CCP4 Grant Renewal 2014-2019: Question-driven crystallographic data collection and advanced structure solution

Lead Research Organisation: Diamond Light Source
Department Name: Science Division


Proteins, DNA and RNA are the active machines of the cells which make up living organisms, and are collectively known as macromolecules. They carry out all of the functions that sustain life, from metabolism through replication to the exchange of information between a cell and its environment. They are coded for by a 'blueprint' in the form of the DNA sequence in the genome, which describes how to make them as linear strings of building blocks. In order to function, however, most macromolecules fold into a precise 3D structure, which in turn depends primarily on the sequence of building blocks from which they are made. Knowledge of the molecule's 3D structure allows us both to understand its function, and to design chemicals to interfere with it.

Due to advances in molecular biology, a number of projects, including the Human Genome Project, have led to the determination of the complete DNA sequences of many organisms, from which we can now read the linear blueprints for many macromolecules. As yet, however, the 3D structure cannot be predicted from knowledge of the sequence alone. One way to "see" macromolecules, and so to determine their 3D structure, involves initially crystallising the molecule under investigation, and subsequently imaging it with suitable radiation.

Macromolecules are too small to see with normal light, and so a different approach is required. With an optical microscope we cannot see objects which are smaller than the wavelength of light, roughly 1 millionth of a metre: Atoms are about 1000 times smaller than this. However X-rays have a wavelength about the same as the size of the atoms. For this reason, in order to resolve the atomic detail of macromolecular structure, we image them with X-rays rather than with visible light. The process of imaging the structures of macromolecules that have been crystallised is known as X-ray crystallography. X-ray crystallography is like using a microscope to magnify objects that are too small to be seen with visible light. Unfortunately X-ray crystallography is complicated because, unlike a microscope, there is no lens system for X-rays and so additional information and complex computation are required to reconstruct the final image. This information may come from known protein structures using the Molecular Replacement (MR) method, or from other sources including Electron Microscopy (EM).

Once the structure is known, it is easier to pinpoint how macromolecules contribute to the living cellular machinery. Pharmaceutical research uses this as the basis for designing drugs to turn the molecules on or off when required. Drugs are designed to interact with the target molecule to either block or promote the chemical processes which they perform within the body. Other applications include protein engineering and carbohydrate engineering.

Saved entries
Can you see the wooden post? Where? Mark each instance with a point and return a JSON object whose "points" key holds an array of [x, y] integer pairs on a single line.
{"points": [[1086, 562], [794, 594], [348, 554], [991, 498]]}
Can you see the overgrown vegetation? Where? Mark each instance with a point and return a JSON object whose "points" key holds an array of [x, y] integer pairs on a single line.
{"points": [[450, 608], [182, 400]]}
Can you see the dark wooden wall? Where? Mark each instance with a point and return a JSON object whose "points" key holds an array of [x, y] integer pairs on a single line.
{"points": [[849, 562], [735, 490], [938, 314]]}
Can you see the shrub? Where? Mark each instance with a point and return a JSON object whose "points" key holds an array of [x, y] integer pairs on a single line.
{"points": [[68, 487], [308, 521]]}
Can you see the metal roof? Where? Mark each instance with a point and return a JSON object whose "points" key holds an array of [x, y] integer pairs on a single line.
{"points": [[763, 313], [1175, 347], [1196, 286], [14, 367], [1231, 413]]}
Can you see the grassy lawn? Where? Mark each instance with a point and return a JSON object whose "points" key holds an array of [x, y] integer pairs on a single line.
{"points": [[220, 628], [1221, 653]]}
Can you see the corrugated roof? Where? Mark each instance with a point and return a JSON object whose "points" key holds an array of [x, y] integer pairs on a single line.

> [Activity list]
1: Name the three kinds of molecules that the crystallography grant summary says are collectively known as macromolecules.
2: Write a continuation of the crystallography grant summary that picks up after its final sentence.

> [Your responses]
1: Proteins, DNA and RNA

2:
The aim of this project is to improve the key computational tools needed to extract a 3D structure from X-ray crystallography experiments. It will provide continuing support to a Collaborative Computing Project (CCP4 first established in 1979), which has become one of the leading sources of software for this task. The project will help efficient and effective use to be made of the synchrotrons that make the X-rays that are used in most crystallographic experiments. It will provide more powerful tools to allow users to exploit information from known protein structures when the match to the unknown structure is very poor. It will also automate the use of information from electron microscopy, even when the crystal structure has been distorted by the process of growing the protein crystal. Finally, it will allow structures to be solved, even when poor quality and very small crystals are obtained.

Technical Summary

This proposal incorporates five related work packages.

In WP1 we will track synchrotron-collected data through computational structure determination, to find whether the most useful data can be recognised a priori using established or novel metrics of data quality and consistency. We will then enable data collection software to communicate with pipelines and graphics programs to assess when sufficient data have been collected for a given scientific question, and so to prioritise further beamtime usage. We will also communicate extra information about diffraction data to structure determination programs, and so support the statistical models and algorithms being developed in WP4.

WP2 will improve the key MR step of model preparation, especially from diverged, NMR, or ab initio models. One development will be to extend the size limit of ab initio search model generation by exploiting sequence covariance algorithms.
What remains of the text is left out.